Les traitements antidouleur sont aussi un domaine où les femmes sont défavorisées. Des études épidémiologiques montrent que les femmes sont plus sujettes à la douleur, qu’il s’agisse par exemple de migraines ou de troubles musculosquelettiques. L’interaction entre les hormones sexuelles, les neurotransmetteurs (dopamine, sérotonine) et le système nerveux central en est l’une des principales raisons. (Une étude menée sur des transsexuels a démontré que la moitié des individus qui font la transition de femme à homme signalent une diminution de leurs douleurs chroniques.)
§
• **QUESTIONS À TRAITER**:
1. Dans le texte sur les traitements antidouleur, quelle proportion des personnes qui font la transition de femme à homme signalent une diminution de leurs douleurs chroniques ?
2. Poursuivez le texte sur les traitements antidouleur à partir de sa dernière phrase.
Vous pouvez vous passer des enregistrements.
§
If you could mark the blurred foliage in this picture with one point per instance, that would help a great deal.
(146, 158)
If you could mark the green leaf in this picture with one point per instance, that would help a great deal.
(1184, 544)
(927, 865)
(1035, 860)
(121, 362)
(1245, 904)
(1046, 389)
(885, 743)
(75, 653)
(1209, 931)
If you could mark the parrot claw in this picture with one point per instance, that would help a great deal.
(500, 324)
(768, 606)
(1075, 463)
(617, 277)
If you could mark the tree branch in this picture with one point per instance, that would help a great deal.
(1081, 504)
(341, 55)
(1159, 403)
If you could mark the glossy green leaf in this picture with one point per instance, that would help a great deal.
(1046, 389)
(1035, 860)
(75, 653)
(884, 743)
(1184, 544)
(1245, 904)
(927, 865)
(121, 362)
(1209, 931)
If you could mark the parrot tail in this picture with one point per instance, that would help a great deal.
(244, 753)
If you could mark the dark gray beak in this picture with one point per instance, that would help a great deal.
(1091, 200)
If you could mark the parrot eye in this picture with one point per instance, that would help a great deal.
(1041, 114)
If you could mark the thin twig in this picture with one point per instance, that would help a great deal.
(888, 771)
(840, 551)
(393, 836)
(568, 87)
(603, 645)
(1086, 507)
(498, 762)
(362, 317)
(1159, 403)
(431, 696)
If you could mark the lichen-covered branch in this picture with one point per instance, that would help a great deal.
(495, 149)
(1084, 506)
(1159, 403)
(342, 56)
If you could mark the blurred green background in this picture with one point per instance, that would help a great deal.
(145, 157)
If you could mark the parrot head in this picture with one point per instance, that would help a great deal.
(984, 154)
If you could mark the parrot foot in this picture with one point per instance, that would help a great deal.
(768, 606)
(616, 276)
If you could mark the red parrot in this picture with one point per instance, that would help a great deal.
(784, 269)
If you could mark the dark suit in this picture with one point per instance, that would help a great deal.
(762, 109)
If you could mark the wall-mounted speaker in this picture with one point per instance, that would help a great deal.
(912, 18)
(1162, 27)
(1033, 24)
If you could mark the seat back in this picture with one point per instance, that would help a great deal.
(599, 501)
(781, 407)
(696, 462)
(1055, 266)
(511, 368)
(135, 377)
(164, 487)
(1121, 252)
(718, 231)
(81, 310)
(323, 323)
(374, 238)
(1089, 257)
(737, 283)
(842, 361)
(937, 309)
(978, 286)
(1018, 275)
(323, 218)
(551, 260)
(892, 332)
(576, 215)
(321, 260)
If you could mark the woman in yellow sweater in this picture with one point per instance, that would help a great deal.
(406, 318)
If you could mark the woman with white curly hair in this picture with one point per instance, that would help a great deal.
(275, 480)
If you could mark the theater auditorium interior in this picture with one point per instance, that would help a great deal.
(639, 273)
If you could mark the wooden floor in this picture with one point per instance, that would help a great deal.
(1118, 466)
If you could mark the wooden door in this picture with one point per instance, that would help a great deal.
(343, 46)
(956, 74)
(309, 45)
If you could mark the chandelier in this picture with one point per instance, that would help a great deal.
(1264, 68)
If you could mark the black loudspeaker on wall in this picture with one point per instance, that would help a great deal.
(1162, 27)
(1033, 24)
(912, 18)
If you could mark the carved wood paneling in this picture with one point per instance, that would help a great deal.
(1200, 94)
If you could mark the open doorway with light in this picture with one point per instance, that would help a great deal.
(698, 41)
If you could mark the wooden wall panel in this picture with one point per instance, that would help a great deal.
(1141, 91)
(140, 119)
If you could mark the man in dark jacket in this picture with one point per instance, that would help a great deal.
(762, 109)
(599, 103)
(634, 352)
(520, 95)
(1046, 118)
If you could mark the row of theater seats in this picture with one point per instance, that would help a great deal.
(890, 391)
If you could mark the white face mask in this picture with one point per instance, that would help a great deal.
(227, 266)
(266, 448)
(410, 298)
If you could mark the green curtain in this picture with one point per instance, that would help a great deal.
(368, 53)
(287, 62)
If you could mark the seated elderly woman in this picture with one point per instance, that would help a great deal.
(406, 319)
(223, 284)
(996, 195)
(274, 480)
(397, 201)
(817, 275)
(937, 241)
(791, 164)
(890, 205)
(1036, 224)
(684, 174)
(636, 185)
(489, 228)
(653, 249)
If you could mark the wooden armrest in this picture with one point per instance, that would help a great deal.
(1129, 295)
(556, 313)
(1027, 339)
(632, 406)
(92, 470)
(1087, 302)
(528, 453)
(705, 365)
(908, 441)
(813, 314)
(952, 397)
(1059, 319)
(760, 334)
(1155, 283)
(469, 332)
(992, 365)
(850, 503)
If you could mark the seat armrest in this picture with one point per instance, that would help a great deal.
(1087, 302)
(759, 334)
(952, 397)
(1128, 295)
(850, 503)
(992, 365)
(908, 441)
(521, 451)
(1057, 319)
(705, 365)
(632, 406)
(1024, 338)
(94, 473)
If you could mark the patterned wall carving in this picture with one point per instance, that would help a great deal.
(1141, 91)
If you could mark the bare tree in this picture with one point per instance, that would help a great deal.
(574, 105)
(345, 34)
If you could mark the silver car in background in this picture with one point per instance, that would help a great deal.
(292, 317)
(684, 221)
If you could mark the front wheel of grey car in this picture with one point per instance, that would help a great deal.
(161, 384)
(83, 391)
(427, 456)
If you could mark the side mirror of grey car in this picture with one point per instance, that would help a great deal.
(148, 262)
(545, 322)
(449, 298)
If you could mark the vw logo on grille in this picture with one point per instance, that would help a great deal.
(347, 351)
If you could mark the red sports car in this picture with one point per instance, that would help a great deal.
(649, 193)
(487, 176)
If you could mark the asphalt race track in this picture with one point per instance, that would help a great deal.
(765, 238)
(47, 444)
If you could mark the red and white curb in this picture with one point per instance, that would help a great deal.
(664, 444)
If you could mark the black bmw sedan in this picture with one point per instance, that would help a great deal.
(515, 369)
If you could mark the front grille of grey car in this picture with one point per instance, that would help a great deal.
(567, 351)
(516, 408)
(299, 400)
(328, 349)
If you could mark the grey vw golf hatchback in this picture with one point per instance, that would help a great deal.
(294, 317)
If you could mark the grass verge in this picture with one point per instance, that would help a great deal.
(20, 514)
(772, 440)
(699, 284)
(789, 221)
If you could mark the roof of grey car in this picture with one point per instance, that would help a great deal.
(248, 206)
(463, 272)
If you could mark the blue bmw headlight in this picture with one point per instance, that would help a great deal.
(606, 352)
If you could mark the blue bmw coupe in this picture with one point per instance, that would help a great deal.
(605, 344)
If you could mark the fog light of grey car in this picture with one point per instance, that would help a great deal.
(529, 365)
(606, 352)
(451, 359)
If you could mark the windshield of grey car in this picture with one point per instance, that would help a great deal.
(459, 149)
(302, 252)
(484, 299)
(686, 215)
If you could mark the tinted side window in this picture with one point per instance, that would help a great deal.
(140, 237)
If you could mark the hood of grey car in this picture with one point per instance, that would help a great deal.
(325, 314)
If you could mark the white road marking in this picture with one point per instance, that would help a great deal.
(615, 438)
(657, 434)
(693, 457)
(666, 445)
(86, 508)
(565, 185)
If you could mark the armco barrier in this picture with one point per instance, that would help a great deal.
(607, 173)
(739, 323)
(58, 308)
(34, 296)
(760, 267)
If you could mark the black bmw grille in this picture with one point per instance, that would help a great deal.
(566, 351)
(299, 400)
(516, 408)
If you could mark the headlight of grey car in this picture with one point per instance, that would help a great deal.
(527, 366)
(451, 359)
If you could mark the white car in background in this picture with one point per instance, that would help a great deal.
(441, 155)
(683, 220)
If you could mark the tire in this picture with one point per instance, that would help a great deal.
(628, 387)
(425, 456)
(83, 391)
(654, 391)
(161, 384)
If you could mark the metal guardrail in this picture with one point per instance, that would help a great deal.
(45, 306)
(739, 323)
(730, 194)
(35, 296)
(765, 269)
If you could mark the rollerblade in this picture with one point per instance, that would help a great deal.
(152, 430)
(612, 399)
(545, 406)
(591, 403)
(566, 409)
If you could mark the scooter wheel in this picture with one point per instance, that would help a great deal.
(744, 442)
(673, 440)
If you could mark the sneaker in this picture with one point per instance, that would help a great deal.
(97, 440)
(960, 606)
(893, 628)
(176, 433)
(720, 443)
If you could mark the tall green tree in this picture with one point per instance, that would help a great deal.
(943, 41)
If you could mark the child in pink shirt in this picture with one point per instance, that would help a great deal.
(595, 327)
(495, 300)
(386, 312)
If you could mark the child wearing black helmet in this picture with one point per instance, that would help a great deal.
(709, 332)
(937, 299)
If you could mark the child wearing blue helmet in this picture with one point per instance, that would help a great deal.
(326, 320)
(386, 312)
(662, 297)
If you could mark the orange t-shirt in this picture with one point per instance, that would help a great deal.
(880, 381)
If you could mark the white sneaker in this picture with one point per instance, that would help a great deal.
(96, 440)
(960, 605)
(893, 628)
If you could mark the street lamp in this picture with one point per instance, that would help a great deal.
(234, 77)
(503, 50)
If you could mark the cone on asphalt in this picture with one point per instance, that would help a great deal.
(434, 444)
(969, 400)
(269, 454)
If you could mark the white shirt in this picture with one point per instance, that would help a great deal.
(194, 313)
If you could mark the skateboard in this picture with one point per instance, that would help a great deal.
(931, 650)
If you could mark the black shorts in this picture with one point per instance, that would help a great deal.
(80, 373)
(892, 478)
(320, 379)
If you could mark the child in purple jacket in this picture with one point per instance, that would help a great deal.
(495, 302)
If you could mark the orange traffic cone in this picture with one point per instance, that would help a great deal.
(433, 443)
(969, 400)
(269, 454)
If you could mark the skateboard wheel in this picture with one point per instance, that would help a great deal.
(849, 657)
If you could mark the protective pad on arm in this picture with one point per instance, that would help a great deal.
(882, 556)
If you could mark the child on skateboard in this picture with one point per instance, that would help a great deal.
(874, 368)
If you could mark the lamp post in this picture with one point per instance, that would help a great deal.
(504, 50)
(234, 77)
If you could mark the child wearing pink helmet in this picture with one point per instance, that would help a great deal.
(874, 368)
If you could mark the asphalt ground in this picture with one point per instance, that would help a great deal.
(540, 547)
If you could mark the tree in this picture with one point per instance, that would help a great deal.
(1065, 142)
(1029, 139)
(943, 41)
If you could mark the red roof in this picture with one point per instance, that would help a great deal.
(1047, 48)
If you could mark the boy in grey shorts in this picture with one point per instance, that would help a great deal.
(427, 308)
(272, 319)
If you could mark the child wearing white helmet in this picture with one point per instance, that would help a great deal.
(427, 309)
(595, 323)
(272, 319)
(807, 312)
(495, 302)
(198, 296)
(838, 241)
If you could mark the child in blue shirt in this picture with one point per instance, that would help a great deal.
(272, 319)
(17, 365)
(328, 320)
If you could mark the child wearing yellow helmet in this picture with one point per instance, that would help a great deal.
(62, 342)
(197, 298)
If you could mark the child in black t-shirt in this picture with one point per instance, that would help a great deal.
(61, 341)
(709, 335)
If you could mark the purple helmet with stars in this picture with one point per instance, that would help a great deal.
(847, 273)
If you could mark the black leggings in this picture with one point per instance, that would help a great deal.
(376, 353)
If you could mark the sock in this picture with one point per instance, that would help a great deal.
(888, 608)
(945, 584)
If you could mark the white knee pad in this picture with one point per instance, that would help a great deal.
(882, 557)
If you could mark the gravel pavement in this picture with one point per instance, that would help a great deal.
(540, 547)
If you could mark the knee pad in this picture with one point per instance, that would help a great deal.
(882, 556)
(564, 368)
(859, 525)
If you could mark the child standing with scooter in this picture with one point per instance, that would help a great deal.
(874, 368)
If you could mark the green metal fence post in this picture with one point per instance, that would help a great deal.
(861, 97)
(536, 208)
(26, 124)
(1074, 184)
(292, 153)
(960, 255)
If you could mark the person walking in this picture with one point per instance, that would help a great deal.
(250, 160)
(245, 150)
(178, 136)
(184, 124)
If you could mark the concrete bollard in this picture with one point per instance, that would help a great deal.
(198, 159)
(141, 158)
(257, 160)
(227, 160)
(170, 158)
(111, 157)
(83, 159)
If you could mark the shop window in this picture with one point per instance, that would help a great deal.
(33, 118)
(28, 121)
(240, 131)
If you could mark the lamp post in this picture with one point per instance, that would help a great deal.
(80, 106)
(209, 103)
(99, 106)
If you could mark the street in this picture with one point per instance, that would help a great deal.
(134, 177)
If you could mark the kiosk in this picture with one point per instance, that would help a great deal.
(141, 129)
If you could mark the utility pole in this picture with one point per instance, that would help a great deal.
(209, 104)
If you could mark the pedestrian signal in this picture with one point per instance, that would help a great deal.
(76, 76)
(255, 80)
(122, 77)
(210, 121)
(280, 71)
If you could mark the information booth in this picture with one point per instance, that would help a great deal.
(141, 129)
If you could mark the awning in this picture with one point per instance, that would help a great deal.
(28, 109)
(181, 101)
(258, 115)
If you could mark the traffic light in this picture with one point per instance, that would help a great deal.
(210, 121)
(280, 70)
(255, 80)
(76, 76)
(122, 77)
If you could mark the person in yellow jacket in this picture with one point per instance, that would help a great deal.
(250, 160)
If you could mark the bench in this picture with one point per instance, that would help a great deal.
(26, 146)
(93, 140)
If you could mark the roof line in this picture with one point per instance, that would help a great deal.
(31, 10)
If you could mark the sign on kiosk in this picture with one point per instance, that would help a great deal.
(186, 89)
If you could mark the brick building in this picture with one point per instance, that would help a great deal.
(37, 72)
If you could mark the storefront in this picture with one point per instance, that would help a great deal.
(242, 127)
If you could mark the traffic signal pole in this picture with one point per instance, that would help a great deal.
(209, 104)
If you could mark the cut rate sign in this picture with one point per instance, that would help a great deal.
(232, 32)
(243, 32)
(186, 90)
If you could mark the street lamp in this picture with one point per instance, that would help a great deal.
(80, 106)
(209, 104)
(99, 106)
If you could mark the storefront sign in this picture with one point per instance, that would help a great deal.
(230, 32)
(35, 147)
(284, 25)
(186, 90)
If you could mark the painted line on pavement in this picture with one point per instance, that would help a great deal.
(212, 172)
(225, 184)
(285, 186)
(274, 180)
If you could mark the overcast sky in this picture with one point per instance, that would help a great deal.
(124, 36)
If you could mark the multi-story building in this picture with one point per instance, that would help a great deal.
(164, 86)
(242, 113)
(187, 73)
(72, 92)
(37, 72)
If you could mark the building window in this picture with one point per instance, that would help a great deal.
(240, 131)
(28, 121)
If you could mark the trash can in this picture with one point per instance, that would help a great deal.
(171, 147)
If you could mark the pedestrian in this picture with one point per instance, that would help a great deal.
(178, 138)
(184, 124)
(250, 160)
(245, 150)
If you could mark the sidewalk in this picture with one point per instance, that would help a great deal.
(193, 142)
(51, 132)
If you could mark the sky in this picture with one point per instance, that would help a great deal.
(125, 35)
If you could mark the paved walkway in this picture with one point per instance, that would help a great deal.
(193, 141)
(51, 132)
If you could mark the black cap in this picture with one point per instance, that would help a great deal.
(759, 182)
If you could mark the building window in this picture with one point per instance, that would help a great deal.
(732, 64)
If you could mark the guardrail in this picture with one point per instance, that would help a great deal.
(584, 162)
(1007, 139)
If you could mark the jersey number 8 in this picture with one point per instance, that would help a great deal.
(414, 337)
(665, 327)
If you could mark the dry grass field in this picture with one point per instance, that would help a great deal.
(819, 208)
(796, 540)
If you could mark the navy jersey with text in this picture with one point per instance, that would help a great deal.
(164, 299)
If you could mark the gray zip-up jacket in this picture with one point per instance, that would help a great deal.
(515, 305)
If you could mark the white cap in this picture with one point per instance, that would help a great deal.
§
• **ENSEMBLE DES RÉPONSES**:
1. La moitié d'entre elles.

2.
Crise d’angoisse plutôt que crise cardiaque
Par ailleurs, les chromosomes X des femmes provoquent des réactions immunitaires agressives, très efficaces pour lutter contre les maladies, mais qui ont aussi tendance à se retourner contre l’organisme. Ainsi, des maladies auto-immunes comme le lupus sont bien plus fréquentes chez la femme. Or les femmes ont plus de chances que les hommes de recevoir un diagnostic psychiatrique et non physique (crise d’angoisse au lieu de crise cardiaque), elles ont plus de chances que les hommes de recevoir des conseils de mode de vie que de se voir prescrire un examen radiologique quand elles présentent un syndrome du côlon irritable – et dans le cas des “maladies féminines” comme l’endométriose, il y a de très fortes chances qu’on leur explique que leurs douleurs sont “normales”.
Amanda Williams, chargée d’enseignement en psychologie clinique à l’University College de Londres, reconnaît que les douleurs des femmes sont souvent minimisées. “Les études sur les patients le démontrent, explique-t-elle. Les femmes se voient prescrire moins d’antalgiques.” Par exemple, complète-t-elle :
Quand un homme dit qu’il a un peu mal, on pense qu’il a vraiment très mal. Quand une femme affirme qu’elle a très mal, on en conclut qu’elle a un peu mal, mais qu’elle s’inquiète.”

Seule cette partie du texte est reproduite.